Il est question de sacs de billets largués dans le désert, de discussions secrètes avec Al-Qaeda et de coups fourrés entre services français. L’enquête des journalistes Michel Despratx et Geoffrey Livolsi pour «Envoyé spécial», Otages d’Etat, revient sur les négociations qui ont conduit à la libération des sept employés français d’Areva enlevés en septembre 2010 à Arlit, au Niger. La rivalité entre deux réseaux de négociateurs – l’un, au Mali, conduit par Jean-Marc Gadoullet ; l’autre, au Niger, par Pierre-Antoine Lorenzi – était déjà connue depuis des révélations du Monde, mais le documentaire a le mérite d’en démonter les ressorts et de donner à voir la concurrence entre ces filières qui remontent jusqu’au sommet de l’Etat.
***
= ACTION REQUISE 1 =
Condensez le paragraphe commençant par « Il est question de sacs de billets » de l'extrait sur le documentaire Otages d'Etat, en conservant ses faits essentiels.
= ACTION REQUISE 2 =
Répondez aux questions suivantes d'après l'extrait sur le documentaire Otages d'Etat.
(a) Combien d'employés d'Areva ont été enlevés, et dans quelle ville ?
(b) Qui conduisait le réseau de négociateurs au Niger ?
(c) Quel média avait déjà fait connaître la rivalité entre les deux réseaux ?
= ACTION REQUISE 3 =
Poursuivez l'extrait sur le documentaire Otages d'Etat à partir de sa dernière phrase.
Ces données n'ont aucun rapport avec l'extrait sur le documentaire Otages d'Etat.

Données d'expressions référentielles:
***
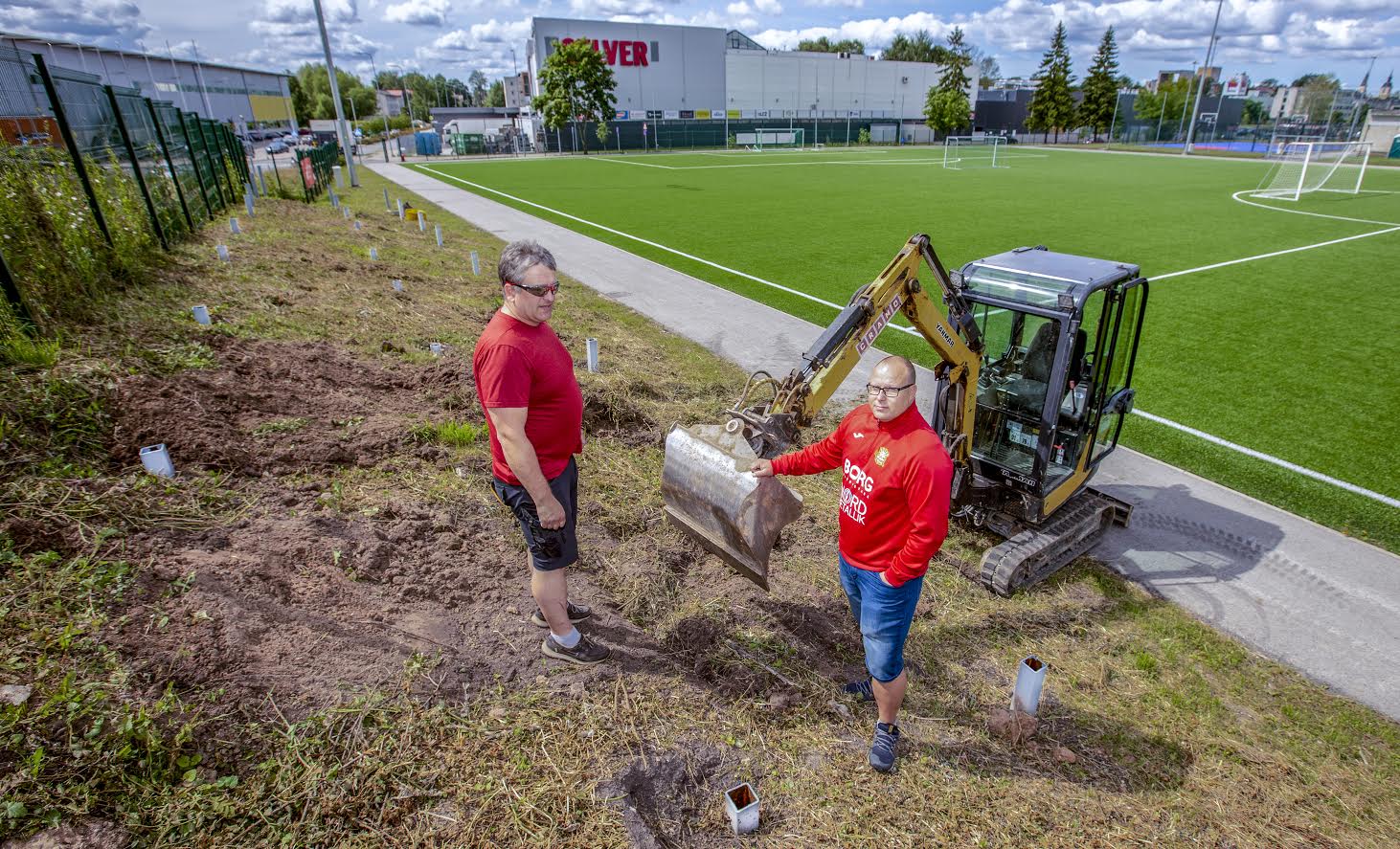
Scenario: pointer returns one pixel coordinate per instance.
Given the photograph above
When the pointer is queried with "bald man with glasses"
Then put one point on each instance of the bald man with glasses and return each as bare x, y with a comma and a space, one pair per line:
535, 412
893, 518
***
= RÉSULTAT 1 =
Otages d'Etat, enquête de Michel Despratx et Geoffrey Livolsi pour « Envoyé spécial », retrace les négociations qui ont mené à la libération des sept employés français d'Areva enlevés en septembre 2010 à Arlit, au Niger. Il y est question de sacs de billets largués dans le désert, de discussions secrètes avec Al-Qaeda et de coups fourrés entre services français. Le documentaire démonte aussi la rivalité, déjà révélée par Le Monde, entre deux réseaux de négociateurs. L'un était mené au Mali par Jean-Marc Gadoullet, l'autre au Niger par Pierre-Antoine Lorenzi, et ces filières remontaient jusqu'au sommet de l'Etat.

= RÉSULTAT 2 =
(a) Sept employés français, enlevés à Arlit, au Niger.
(b) Pierre-Antoine Lorenzi.
(c) Le Monde.

= RÉSULTAT 3 =
Les deux anciens de la DGSE sont longuement interviewés : Gadoullet, l’homme de terrain aux faux airs de Belmondo, estime qu’il aurait pu faire libérer les quatre derniers otages dix-huit mois plus tôt si on ne lui avait pas mis des bâtons dans les roues. Lorenzi, plus froid, filmé en promenade dans son domaine corse avec son chien, dénonce des chausse-trapes de dernière minute – le patron de la DGSE, Bernard Bajolet, aurait refusé une rallonge de 3 millions d’euros de «frais d’opération» – pour des motifs politiques. A la fois vivant et didactique, le récit de ces négociations tortueuses est la partie la plus réussie du documentaire.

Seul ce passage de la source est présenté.